╭─ ARTIKEL
Perusahaan umum Percetakan Uang Republik Indonesia (Perum Peruri) mengklarifikasi pengelolaan Benda Meterai atau Meterai Tempel di Indonesia. Sehubungan dugaan adanya peredaran Benda Meterai/Meterai Tempel tidak sah, yaitu Benda Meterai/Meterai Tempel yang tidak dicetak Perum Peruri maupun Meterai Tempel rekondisi atau bekas pakai.
Peruri sebagai BUMN dengan tugas khusus untuk mencetak Benda Meterai/Meterai Tempel menjamin bahwa seluruh proses produksi pencetakan Benda Meterai/Meterai Tempel dikerjakan secara profesional dan sesuai dengan permintaan pesanan. Peruri memiliki sumber daya manusia yang berkompeten di bidangnya untuk menjaga kualitas produk.
Direktur Teknik dan Produksi Peruri, Saiful Bahri mengatakan, pngelolaan serta penjualan Benda Meterai/Meterai Tempel yang dilaksanakan PT Pos Indonesia dikerjakan dengan sistem dan prosedur yang ketat dan akurat sehingga sangat kecil kemungkinan adanya penyelewengan oleh oknum internal perusahaan.
╰─
### TUGAS YANG DIKERJAKAN
1 > Sunting artikel tentang meterai: tulis ulang seluruh teks mulai dari "Perusahaan umum Percetakan" hingga "menjaga kualitas produk.", dengan mengganti "profesional" menjadi "cermat".
2 > Terjemahkan kalimat dari artikel ini ke dalam bahasa Inggris: "Peruri memiliki sumber daya manusia yang berkompeten di bidangnya untuk menjaga kualitas produk."
Kerjakan hanya berdasarkan artikel ini.
╭─ DATA YANG DIBERIKAN
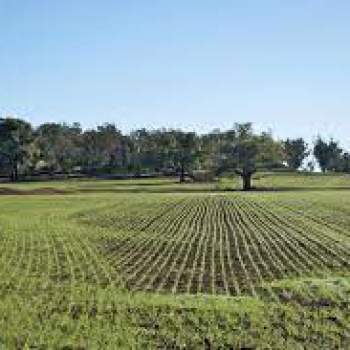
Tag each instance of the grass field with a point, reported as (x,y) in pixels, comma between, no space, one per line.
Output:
(155,264)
╰─
### JAWABAN TIAP TUGAS
1 >
Perusahaan umum Percetakan Uang Republik Indonesia (Perum Peruri) mengklarifikasi pengelolaan Benda Meterai atau Meterai Tempel di Indonesia. Sehubungan dugaan adanya peredaran Benda Meterai/Meterai Tempel tidak sah, yaitu Benda Meterai/Meterai Tempel yang tidak dicetak Perum Peruri maupun Meterai Tempel rekondisi atau bekas pakai.
Peruri sebagai BUMN dengan tugas khusus untuk mencetak Benda Meterai/Meterai Tempel menjamin bahwa seluruh proses produksi pencetakan Benda Meterai/Meterai Tempel dikerjakan secara cermat dan sesuai dengan permintaan pesanan. Peruri memiliki sumber daya manusia yang berkompeten di bidangnya untuk menjaga kualitas produk.

2 > Peruri has human resources who are competent in their field to maintain product quality.